### TASK BRIEF
Write out the lines below once more, exactly as they appear. Do not include pictures.

Saved entries:
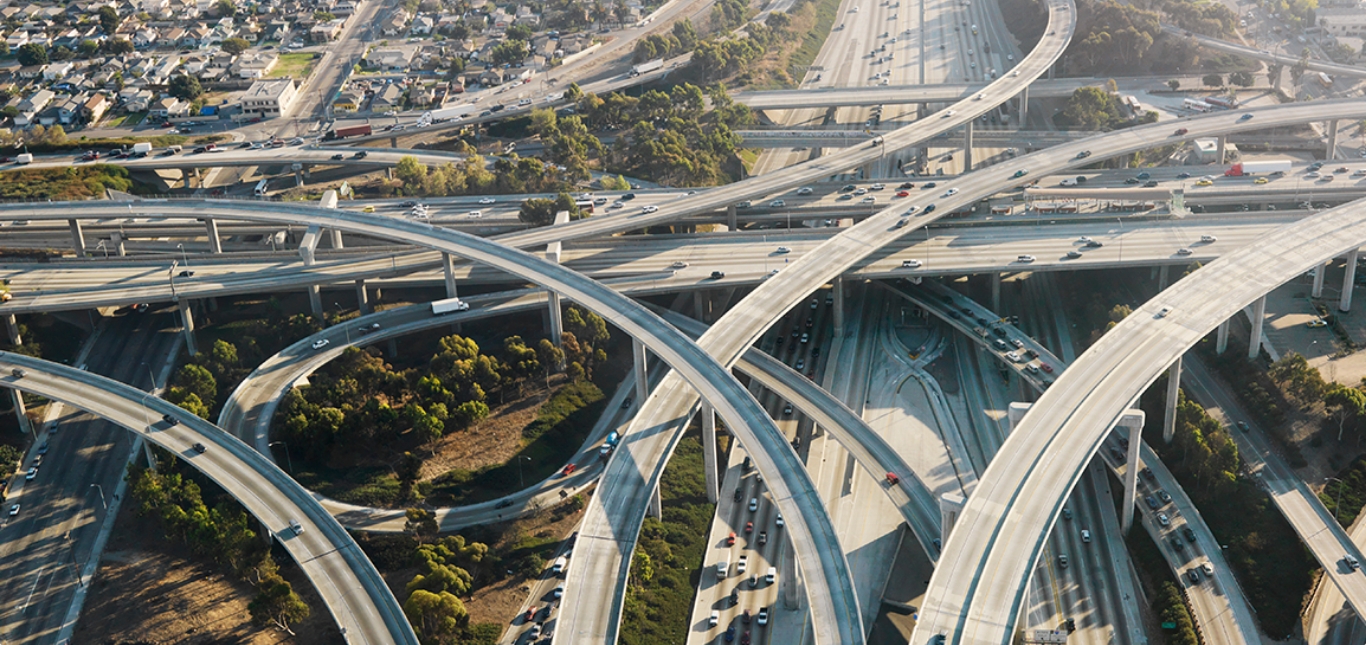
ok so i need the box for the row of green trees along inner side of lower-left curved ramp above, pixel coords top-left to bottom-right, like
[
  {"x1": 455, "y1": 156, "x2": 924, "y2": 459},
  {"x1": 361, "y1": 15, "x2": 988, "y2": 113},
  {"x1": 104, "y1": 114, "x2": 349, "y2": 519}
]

### TASK RESULT
ok so i need the box for the row of green trees along inner side of lower-left curved ramp above, pixel coords top-left to bottom-right, like
[
  {"x1": 455, "y1": 156, "x2": 924, "y2": 459},
  {"x1": 361, "y1": 15, "x2": 988, "y2": 113},
  {"x1": 104, "y1": 114, "x2": 349, "y2": 519}
]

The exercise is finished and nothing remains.